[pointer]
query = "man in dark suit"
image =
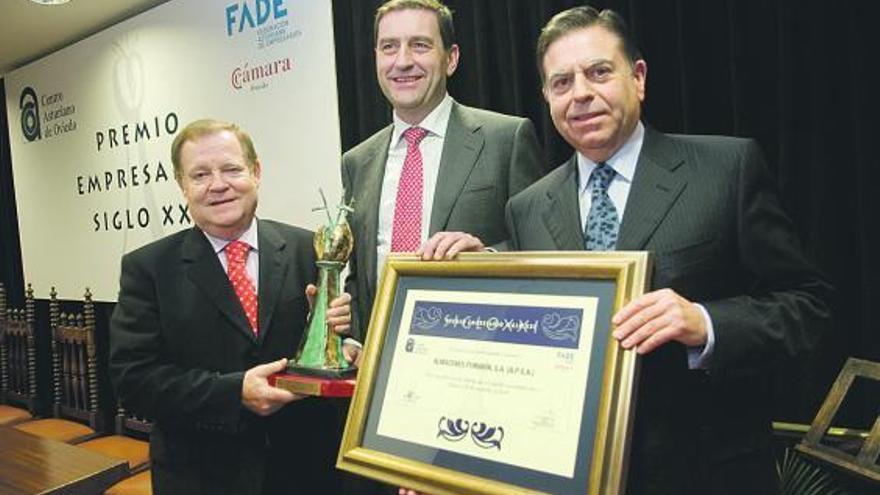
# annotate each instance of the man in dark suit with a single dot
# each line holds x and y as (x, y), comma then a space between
(470, 161)
(735, 293)
(204, 317)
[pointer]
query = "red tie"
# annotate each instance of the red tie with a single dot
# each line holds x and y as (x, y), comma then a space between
(406, 233)
(236, 257)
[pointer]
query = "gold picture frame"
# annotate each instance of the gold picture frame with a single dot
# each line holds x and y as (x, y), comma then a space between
(377, 442)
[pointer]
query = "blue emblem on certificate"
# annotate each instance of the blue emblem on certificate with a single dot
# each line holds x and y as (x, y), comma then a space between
(532, 325)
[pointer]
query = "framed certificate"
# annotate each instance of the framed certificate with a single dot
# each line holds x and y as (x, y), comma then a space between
(497, 373)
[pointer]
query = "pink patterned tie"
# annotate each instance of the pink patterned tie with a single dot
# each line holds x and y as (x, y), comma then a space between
(406, 233)
(236, 257)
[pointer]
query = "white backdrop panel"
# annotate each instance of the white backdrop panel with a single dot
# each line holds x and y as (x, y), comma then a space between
(91, 164)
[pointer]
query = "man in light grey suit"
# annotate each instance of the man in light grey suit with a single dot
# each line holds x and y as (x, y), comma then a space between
(471, 160)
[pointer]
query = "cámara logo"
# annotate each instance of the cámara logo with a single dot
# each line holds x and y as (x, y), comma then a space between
(30, 114)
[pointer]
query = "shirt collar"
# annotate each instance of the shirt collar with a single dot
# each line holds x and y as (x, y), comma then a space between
(623, 162)
(249, 236)
(435, 122)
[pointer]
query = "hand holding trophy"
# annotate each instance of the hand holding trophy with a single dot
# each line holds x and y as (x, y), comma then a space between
(319, 366)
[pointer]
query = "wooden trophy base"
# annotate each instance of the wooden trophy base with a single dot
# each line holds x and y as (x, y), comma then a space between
(320, 382)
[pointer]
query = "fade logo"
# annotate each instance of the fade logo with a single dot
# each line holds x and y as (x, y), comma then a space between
(30, 114)
(252, 14)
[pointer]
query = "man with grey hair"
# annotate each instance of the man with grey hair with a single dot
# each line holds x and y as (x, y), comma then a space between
(734, 291)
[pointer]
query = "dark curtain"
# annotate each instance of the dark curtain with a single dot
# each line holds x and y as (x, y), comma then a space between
(796, 76)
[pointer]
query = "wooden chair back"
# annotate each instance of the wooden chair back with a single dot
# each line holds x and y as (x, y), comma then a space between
(131, 424)
(75, 364)
(18, 363)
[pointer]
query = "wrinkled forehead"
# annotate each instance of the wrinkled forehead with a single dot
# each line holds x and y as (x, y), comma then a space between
(409, 23)
(584, 47)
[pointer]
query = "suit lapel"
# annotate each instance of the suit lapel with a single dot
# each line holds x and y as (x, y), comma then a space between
(657, 184)
(561, 214)
(461, 148)
(273, 268)
(372, 176)
(205, 271)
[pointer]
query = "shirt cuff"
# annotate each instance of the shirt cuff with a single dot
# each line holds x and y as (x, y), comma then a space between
(699, 356)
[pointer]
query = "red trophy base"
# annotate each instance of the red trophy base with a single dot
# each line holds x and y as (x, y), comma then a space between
(313, 385)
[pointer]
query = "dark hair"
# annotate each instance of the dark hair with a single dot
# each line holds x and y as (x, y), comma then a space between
(581, 18)
(444, 17)
(206, 127)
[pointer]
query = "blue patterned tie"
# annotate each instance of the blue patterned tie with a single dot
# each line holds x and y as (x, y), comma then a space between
(600, 233)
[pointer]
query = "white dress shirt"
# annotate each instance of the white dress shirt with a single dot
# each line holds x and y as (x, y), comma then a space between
(431, 148)
(252, 264)
(624, 162)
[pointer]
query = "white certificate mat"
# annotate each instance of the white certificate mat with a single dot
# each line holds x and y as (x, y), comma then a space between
(497, 376)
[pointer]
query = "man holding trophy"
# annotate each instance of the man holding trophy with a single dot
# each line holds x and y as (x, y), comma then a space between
(205, 316)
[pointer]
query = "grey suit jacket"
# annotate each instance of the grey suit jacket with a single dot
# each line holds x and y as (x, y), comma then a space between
(487, 157)
(708, 212)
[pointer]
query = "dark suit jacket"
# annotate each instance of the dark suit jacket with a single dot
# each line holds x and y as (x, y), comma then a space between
(708, 211)
(487, 157)
(179, 346)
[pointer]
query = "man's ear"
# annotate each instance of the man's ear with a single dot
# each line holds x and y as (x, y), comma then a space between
(452, 60)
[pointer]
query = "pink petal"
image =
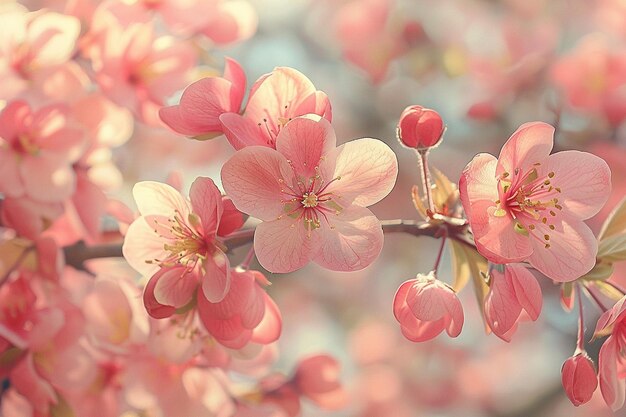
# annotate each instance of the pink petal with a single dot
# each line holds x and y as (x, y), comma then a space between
(242, 131)
(268, 331)
(571, 253)
(206, 201)
(153, 307)
(584, 180)
(527, 289)
(175, 287)
(529, 144)
(232, 219)
(304, 141)
(502, 309)
(351, 241)
(251, 178)
(368, 170)
(159, 199)
(284, 245)
(216, 280)
(142, 244)
(47, 178)
(612, 386)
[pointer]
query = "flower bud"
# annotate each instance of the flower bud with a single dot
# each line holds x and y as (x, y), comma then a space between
(579, 378)
(420, 128)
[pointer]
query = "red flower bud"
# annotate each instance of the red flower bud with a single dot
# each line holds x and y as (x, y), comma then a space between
(579, 378)
(420, 128)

━━━━━━━━

## About this task
Omit the pictures and set down the records exactly.

## Your response
[pointer]
query = "man in dark suit"
image =
# annotate each instance of the man in dark suit with a single dot
# each line holds x and y as (x, y), comma then a space between
(470, 161)
(735, 293)
(204, 317)
[pointer]
query = "red tie"
# annotate each instance of the red tie with a single dot
# each line holds x and y as (x, y), comma then a space between
(406, 233)
(236, 257)
[pointer]
query = "gold picture frame"
# annotate each instance of the gold picture frame with a single dot
# each line holds x and y as (x, y), comma then a space between
(377, 442)
[pointer]
query = "blue emblem on certificate"
# annotate each instance of the blue emblem on certificate with a single dot
# each line holds x and y as (x, y), comma then a space between
(532, 325)
[pointer]
query = "framed certificate"
# annotate each instance of the framed certificate with a single dot
# each line holds x and y as (x, y), comma then a space between
(497, 373)
[pointer]
query = "pink patterned tie"
# annotate each instance of the pink patterned tie with a single dot
# each line holds x and y as (x, y), comma then a space between
(406, 233)
(236, 257)
[pointer]
query = "white backdrop panel"
# annotate each instance of the white backdrop panel with a single dot
# each line holds x and y as (x, y), comma then a space between
(91, 164)
[pointer]
query = "man in light grey suit"
# annotate each instance of the man in light grey suit with a single dot
# each line holds x and y as (x, y), comma then a space between
(471, 160)
[pointer]
query = "cámara logo"
# annotate each instance of the cámara logo with a single dot
# each line holds x and y as (x, y), comma then a space between
(30, 114)
[pointer]
query = "shirt collar"
# annotate each instance of the shirt collar with a single dot
# each line holds x and y as (x, y), comma then a space between
(623, 162)
(249, 236)
(435, 122)
[pointer]
query = "hand holding trophy"
# annotate each instance of the hand holding trophy with a single dot
# each line holds x and y as (x, y), comma then a space between
(319, 366)
[pointer]
query = "wooden trophy base"
# annotate each instance of the wooden trophy base with a single dot
# each line holds x and y as (x, y), comma then a space between
(320, 382)
[pointer]
query = "fade logo"
# annotate each instance of the fade logo with a single dot
# each line holds x and y as (x, y), comma then a space between
(30, 114)
(252, 14)
[pointer]
query = "man with grey hair"
# annotate each instance of the man with grey hair with a single dot
# each line holds x and y as (x, y), comma then a space between
(734, 291)
[pointer]
query = "dark curtain"
# annotate each instance of the dark curtain with a single dot
# each line holds x and y as (x, y), comma then a space between
(796, 76)
[pointer]
query = "wooden chair back"
# annotate each instance of the wooden chair back with a single dot
# each line holds x and y as (x, y), comma then a space between
(131, 424)
(75, 364)
(18, 363)
[pointer]
query = "wrinkled forehead"
# annotate each instance of the wrinkled forehead with a single dot
# each line holds x and y as (x, y), comma then a space between
(409, 23)
(584, 47)
[pointer]
query = "suit lapel"
# annotate each instance of the suit lapel with a single dot
# each line holds x and y as (x, y), comma then a space between
(657, 184)
(561, 214)
(461, 148)
(273, 268)
(372, 176)
(205, 271)
[pointer]
query = "shirt cuff"
# annotate each instance of the shirt cuff with a single dot
# each line holds x and y as (x, y), comma then a space between
(699, 356)
[pointer]
query = "red trophy base"
# annotate each instance of the red trophy base with a single dot
# each line holds x and y as (x, y), comma then a space between
(313, 385)
[pointer]
query = "dark hair"
# annotate each instance of the dark hair with a single dot
# each line holds x and y as (x, y), comma then a space between
(581, 18)
(444, 17)
(206, 127)
[pointer]
query = "blue patterned tie"
# annotate each instance of the blue patterned tie with a single dot
# each line holds x and y as (x, y), comma then a space between
(600, 233)
[pointer]
query = "white dress shirt"
# annotate each instance of the white dress shirt with a single dot
# each line holds x and y as (x, y), comma then a space between
(431, 148)
(252, 264)
(624, 162)
[pointer]
query = "white certificate mat"
# annotate each instance of the white certificate mat with a single dot
# each line holds x and y as (x, y), comma then a space between
(497, 376)
[pointer]
query = "man holding trophy"
# annotate each instance of the man holding trophy with a single dot
# each line holds x and y as (x, y), comma then a space between
(205, 316)
[pointer]
query = "grey suit jacket"
# annotate each instance of the grey suit jacket with a single dot
# each line holds x and y as (x, y), comma then a space between
(487, 157)
(708, 212)
[pointer]
query = "dark suit jacket"
# annotate each instance of the dark suit jacket with a single dot
# each line holds x and y as (x, y), comma then a space between
(708, 211)
(487, 157)
(179, 346)
[pointer]
query = "man's ear"
# annotate each instance of the man's ear with a single dot
# each line holds x and y as (x, y), comma then a space between
(452, 60)
[pointer]
query = "pink petal"
image =
# annotate each instance of the pink petal with a single dot
# each line holds x and y as (x, y), comma then a space between
(242, 131)
(268, 331)
(571, 253)
(206, 201)
(153, 307)
(584, 180)
(527, 289)
(175, 287)
(529, 144)
(232, 219)
(304, 141)
(502, 309)
(351, 241)
(251, 178)
(368, 170)
(159, 199)
(284, 245)
(216, 280)
(142, 244)
(47, 178)
(612, 386)
[pointer]
query = "flower bud"
# annotate each instance of the flower bud with a single dot
# each line holds x and y as (x, y), comma then a space between
(579, 378)
(420, 128)
[pointer]
query = "red flower bud"
# annotate each instance of the red flower bud with a single dot
# each line holds x and y as (x, y), comma then a space between
(579, 378)
(420, 128)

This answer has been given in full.